Summary
Synopsis
Dopexamine hydrochloride is a novel synthetic catecholamine, structurally related to dopamine, with marked intrinsic agonist activity at β2- adrenoceptors, lesser agonist activity at dopamine DA1-and DA2- receptors and β1- adrenoceptors, and an inhibitory action on the neuronal catecholamine uptake mechanism. The drug is administered by intravenous infusion, and is characterised by a rapid onset and short duration of action. Short term haemodynamic studies in volunteers and patients with severe chronic heart failure have indicated that dopexamine hydrochloride reduces afterload through pronounced arterial vasodilatation, increases renal perfusion by selective renal vasodilatation and evokes mild cardiac stimulation through direct and indirect positive inotropism. Preliminary smallscale noncomparative studies indicate that dopexamine hydrochloride displays beneficial haemodynamic effects in patients with acute heart failure and those requiring haemodynamic support following cardiac surgery, and that these effects are substantially maintained during longer term administration (≤24 hours). Dopexamine hydrochloride appears to be generally well tolerated. Nausea and vomiting are the most frequently reported adverse effects, and respond to dosage reduction. Occasional reports of chest pain/angina pectoris precipitated by tachycardia indicates the need for caution in the use of dopexamine hydrochloride in patients with ischaemic heart disease. Thus, dopexamine hydrochloride may prove to be a useful alternative to dopamine and dobutamine in the treatment of acute heart failure and the postoperative management of low cardiac output states, although controlled studies are required to establish its efficacy and tolerability with respect to that of established therapies.

▸ INFORMATION PROVIDED:
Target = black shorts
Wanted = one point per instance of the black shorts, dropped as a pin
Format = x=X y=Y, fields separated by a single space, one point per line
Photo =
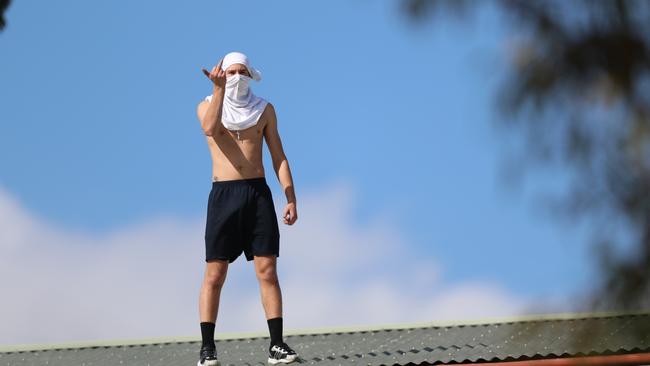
x=241 y=217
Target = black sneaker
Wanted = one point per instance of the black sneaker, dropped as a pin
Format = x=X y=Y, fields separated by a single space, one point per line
x=208 y=357
x=281 y=353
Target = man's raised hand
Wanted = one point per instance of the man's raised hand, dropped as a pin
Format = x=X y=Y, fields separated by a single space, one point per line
x=217 y=75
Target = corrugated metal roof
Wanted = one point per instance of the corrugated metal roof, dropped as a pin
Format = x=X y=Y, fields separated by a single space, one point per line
x=532 y=337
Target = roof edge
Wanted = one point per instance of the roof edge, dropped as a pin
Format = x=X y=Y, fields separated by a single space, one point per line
x=325 y=330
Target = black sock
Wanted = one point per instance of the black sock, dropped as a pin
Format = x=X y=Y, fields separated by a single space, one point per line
x=275 y=329
x=207 y=333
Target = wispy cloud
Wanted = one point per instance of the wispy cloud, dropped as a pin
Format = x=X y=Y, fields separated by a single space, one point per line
x=143 y=280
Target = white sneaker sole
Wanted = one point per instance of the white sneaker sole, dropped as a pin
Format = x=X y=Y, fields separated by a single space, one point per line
x=209 y=363
x=289 y=359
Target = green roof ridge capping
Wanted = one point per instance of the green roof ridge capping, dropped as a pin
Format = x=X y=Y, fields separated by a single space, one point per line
x=312 y=331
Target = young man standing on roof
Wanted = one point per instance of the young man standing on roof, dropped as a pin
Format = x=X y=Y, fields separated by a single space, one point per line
x=241 y=216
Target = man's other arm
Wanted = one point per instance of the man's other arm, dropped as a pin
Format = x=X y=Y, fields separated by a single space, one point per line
x=209 y=113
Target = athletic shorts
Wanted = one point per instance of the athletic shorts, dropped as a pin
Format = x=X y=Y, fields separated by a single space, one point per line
x=241 y=217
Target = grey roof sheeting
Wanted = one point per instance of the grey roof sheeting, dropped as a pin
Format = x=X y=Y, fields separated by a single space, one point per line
x=523 y=338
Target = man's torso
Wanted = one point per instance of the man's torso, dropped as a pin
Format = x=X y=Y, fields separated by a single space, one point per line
x=237 y=156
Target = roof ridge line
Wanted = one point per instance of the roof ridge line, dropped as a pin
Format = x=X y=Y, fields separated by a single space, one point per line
x=324 y=330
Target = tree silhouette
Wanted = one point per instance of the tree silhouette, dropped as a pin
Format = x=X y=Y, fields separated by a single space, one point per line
x=578 y=89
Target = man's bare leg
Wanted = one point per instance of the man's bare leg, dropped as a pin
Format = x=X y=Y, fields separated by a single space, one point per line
x=266 y=271
x=213 y=281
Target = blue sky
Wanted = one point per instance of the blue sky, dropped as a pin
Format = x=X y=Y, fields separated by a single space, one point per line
x=99 y=129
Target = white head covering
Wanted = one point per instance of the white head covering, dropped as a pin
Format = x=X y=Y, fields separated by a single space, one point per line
x=241 y=108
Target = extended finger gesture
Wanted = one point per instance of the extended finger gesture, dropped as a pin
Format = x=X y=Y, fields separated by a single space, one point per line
x=217 y=75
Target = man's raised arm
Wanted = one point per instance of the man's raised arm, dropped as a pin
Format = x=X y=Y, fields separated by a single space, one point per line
x=210 y=113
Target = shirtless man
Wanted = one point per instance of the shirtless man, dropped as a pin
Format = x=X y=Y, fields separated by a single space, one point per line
x=241 y=215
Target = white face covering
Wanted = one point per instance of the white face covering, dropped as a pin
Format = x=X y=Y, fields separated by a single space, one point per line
x=237 y=88
x=241 y=108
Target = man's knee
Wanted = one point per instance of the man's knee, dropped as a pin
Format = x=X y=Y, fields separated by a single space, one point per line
x=266 y=272
x=215 y=273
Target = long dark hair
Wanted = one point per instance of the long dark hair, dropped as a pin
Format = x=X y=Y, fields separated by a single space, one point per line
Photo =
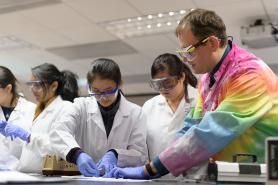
x=175 y=67
x=67 y=80
x=106 y=69
x=6 y=78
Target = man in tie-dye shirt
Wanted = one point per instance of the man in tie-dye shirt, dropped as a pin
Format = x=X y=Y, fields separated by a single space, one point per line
x=237 y=105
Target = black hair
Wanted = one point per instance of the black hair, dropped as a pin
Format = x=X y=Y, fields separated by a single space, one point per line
x=67 y=80
x=105 y=68
x=175 y=67
x=6 y=78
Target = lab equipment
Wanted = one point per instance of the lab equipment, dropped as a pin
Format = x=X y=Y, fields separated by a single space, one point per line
x=2 y=126
x=272 y=160
x=107 y=162
x=128 y=173
x=55 y=165
x=221 y=171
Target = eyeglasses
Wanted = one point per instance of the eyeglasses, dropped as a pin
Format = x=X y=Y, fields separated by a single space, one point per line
x=189 y=52
x=164 y=84
x=107 y=94
x=35 y=85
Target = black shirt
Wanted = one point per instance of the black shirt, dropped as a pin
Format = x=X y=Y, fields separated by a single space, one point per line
x=7 y=112
x=108 y=114
x=215 y=69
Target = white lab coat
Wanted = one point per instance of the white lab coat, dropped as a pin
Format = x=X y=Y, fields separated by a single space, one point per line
x=22 y=116
x=84 y=121
x=39 y=146
x=163 y=123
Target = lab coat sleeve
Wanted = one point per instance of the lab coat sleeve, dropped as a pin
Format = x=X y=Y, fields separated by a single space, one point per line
x=136 y=152
x=40 y=142
x=62 y=136
x=247 y=99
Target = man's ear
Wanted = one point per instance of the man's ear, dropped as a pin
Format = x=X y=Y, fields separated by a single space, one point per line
x=9 y=88
x=54 y=86
x=214 y=43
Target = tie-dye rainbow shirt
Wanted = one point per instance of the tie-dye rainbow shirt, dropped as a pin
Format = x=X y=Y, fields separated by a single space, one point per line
x=235 y=115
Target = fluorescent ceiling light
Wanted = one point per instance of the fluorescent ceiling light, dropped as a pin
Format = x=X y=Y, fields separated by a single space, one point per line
x=145 y=24
x=11 y=43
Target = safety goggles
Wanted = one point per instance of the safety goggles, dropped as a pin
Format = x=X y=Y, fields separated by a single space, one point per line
x=164 y=84
x=107 y=94
x=35 y=85
x=189 y=52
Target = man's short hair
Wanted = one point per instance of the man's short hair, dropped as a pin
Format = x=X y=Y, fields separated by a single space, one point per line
x=204 y=23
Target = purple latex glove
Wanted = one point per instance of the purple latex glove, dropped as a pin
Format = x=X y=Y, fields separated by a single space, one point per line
x=129 y=173
x=15 y=131
x=107 y=163
x=3 y=124
x=87 y=166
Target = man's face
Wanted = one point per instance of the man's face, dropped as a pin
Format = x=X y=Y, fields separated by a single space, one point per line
x=200 y=60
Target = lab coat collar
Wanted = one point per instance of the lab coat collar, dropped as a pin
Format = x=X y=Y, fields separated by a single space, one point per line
x=122 y=108
x=123 y=112
x=18 y=110
x=53 y=105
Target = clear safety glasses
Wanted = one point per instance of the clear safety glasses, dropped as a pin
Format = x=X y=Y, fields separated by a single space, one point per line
x=106 y=95
x=35 y=85
x=164 y=84
x=189 y=53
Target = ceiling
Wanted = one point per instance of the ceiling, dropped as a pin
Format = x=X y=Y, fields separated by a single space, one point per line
x=68 y=34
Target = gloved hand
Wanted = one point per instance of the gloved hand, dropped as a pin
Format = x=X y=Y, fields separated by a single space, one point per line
x=15 y=131
x=86 y=165
x=107 y=162
x=129 y=173
x=3 y=124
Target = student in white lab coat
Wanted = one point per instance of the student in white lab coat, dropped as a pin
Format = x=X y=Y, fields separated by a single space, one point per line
x=51 y=88
x=104 y=128
x=166 y=112
x=14 y=109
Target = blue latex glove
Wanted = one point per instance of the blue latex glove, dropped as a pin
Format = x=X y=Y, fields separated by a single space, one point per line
x=86 y=165
x=15 y=131
x=3 y=124
x=107 y=163
x=129 y=173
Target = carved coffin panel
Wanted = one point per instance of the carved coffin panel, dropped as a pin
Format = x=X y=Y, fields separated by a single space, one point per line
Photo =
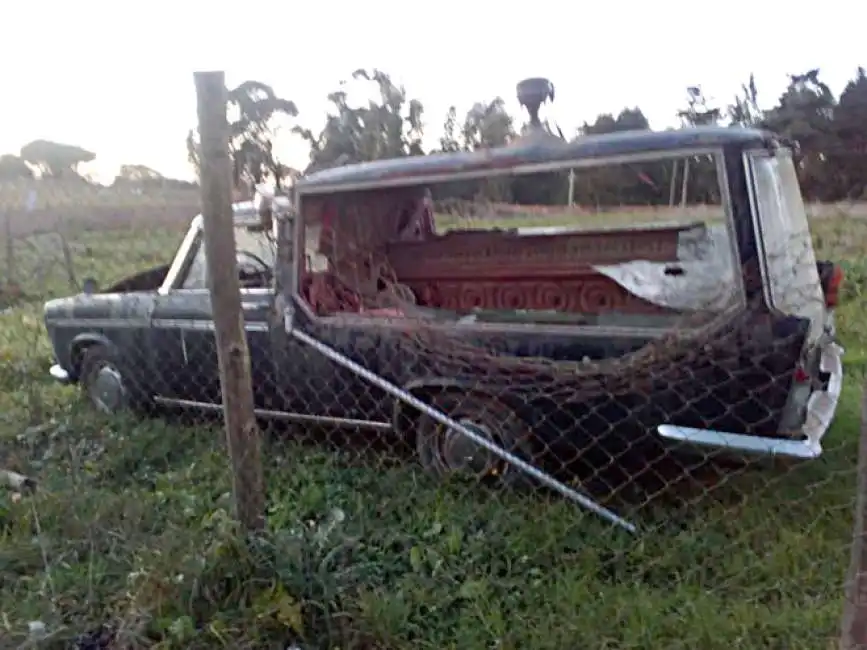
x=505 y=254
x=592 y=294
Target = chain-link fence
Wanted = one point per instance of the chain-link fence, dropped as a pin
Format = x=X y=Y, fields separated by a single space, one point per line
x=462 y=425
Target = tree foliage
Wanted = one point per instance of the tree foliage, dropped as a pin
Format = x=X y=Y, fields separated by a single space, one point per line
x=830 y=135
x=54 y=159
x=253 y=106
x=387 y=127
x=13 y=167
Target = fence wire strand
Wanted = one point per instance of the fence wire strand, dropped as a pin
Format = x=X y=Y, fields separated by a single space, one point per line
x=563 y=337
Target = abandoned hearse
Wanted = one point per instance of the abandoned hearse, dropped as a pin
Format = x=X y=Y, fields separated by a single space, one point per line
x=686 y=336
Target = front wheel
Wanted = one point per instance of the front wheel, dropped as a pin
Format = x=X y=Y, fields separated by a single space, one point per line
x=103 y=383
x=445 y=451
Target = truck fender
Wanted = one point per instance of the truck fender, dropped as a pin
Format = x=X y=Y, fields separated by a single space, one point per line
x=80 y=343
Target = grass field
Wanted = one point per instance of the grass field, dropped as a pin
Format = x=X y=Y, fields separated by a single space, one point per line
x=131 y=528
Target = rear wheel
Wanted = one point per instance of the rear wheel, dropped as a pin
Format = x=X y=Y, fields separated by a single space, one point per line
x=444 y=451
x=104 y=385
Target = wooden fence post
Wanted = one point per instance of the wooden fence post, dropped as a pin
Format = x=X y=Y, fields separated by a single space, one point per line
x=242 y=432
x=854 y=632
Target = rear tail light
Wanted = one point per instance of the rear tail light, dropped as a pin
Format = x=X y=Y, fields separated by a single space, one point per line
x=831 y=276
x=832 y=293
x=801 y=375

▸ EXERCISE INSTRUCTIONS:
Answer these from the dopexamine hydrochloride summary:
(a) By what route is the drug given?
(b) Which adverse effects are reported most often?
(c) In patients with what condition does the summary call for caution?

▸ EXERCISE OUTPUT:
(a) By intravenous infusion.
(b) Nausea and vomiting.
(c) Ischaemic heart disease.